* [PROBLEM TO WORK ON]: Filter by the string "rough": return the lines of the material that contain it.

* [RECORDS PROVIDED]:

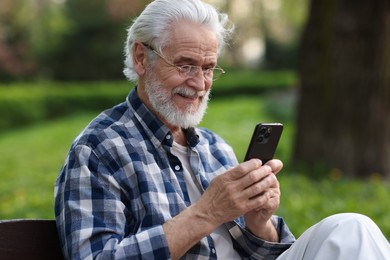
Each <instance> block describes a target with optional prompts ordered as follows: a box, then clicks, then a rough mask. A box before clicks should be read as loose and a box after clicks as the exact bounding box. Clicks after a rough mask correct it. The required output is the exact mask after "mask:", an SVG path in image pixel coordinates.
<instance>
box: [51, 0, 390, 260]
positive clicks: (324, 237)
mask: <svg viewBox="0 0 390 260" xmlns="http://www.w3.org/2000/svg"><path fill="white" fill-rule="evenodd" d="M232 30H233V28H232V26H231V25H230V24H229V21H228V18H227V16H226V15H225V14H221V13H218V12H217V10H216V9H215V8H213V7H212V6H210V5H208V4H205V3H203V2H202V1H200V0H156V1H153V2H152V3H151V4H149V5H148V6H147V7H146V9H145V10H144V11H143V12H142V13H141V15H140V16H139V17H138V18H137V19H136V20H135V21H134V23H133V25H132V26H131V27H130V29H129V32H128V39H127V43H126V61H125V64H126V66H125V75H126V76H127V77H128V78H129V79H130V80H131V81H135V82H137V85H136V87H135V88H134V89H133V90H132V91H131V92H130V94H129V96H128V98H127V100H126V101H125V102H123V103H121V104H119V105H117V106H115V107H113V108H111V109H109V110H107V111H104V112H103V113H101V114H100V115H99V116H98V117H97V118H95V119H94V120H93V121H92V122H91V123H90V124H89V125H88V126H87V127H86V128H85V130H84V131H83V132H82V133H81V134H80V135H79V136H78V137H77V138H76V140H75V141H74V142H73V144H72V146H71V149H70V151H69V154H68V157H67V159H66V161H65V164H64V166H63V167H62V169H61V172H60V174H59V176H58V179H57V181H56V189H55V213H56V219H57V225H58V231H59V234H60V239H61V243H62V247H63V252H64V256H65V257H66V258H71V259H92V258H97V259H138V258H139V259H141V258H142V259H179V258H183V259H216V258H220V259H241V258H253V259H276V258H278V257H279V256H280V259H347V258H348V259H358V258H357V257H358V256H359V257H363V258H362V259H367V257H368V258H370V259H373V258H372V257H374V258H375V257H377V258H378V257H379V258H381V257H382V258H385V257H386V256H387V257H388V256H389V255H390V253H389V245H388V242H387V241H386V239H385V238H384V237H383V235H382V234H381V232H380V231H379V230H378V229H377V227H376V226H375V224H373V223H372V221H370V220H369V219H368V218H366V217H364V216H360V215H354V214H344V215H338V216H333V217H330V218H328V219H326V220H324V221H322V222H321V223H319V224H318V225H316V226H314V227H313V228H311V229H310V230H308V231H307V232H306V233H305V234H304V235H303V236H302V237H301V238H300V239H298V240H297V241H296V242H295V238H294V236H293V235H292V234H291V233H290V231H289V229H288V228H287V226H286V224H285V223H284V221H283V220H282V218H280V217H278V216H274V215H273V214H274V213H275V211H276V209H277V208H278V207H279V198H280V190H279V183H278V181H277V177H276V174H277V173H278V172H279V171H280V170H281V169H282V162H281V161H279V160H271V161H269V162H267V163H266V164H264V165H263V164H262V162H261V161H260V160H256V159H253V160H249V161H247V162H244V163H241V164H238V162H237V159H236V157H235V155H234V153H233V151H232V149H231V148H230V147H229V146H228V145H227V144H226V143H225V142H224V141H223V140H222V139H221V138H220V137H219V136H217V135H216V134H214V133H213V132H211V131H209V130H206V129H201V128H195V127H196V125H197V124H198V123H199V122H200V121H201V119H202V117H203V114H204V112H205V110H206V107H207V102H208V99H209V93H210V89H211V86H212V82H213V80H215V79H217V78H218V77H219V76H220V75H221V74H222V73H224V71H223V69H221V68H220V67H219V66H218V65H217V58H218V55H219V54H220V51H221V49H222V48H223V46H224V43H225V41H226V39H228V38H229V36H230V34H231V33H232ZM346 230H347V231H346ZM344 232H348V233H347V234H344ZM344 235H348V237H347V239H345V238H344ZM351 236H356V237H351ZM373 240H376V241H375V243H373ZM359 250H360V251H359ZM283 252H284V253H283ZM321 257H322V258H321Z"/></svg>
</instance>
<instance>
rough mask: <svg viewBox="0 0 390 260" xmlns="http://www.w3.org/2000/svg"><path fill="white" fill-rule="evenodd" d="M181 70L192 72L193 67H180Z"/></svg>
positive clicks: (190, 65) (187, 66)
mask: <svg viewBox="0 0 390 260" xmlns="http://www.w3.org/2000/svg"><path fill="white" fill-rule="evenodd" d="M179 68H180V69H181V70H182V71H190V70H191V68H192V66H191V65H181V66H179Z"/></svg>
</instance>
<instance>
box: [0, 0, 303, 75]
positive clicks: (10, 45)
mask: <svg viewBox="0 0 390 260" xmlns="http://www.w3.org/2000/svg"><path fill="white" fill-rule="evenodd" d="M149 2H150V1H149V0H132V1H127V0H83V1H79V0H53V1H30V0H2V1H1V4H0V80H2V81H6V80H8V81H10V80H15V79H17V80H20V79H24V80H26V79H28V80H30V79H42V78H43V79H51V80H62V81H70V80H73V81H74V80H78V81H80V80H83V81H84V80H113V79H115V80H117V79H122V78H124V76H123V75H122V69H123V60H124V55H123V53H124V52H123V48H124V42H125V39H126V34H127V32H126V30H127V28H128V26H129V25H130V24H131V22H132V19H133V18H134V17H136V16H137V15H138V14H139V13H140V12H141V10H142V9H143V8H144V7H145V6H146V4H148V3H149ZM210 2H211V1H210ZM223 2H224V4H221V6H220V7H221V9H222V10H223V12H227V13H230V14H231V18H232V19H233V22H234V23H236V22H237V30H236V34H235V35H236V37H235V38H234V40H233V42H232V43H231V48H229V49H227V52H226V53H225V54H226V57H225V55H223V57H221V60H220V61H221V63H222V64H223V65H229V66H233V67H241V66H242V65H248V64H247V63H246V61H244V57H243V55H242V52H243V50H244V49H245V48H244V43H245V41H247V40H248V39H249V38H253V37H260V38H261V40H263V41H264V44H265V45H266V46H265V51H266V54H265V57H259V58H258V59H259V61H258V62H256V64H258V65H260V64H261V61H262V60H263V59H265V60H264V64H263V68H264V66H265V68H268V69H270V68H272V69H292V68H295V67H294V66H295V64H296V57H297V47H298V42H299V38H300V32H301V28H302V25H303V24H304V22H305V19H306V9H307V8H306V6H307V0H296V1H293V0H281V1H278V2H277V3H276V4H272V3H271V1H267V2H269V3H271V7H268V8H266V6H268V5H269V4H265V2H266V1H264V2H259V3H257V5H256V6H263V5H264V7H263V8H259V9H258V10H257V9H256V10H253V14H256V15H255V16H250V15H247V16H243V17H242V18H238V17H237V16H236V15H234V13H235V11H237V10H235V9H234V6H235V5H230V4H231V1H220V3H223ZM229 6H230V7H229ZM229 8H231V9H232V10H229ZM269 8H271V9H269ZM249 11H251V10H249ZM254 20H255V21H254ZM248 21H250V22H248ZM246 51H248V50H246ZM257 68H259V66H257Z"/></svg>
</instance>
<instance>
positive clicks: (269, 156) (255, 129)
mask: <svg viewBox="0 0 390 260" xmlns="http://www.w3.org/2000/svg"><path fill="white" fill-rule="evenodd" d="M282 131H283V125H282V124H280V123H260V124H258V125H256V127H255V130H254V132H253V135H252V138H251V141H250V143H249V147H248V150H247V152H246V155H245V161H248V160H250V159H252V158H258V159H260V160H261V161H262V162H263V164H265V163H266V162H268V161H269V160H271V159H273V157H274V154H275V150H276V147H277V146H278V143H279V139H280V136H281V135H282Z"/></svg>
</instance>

* [THE ANSWER]:
Each <instance> block describes a target with optional prompts ordered as follows: a box, then clicks, then a rough mask. A box before clicks should be read as loose and a box after clicks as the exact bounding box. Clicks after a rough mask correct it. The required output is the exact mask after "mask:", an SVG path in image pixel coordinates.
rough mask: <svg viewBox="0 0 390 260" xmlns="http://www.w3.org/2000/svg"><path fill="white" fill-rule="evenodd" d="M181 70L192 72L193 67H180Z"/></svg>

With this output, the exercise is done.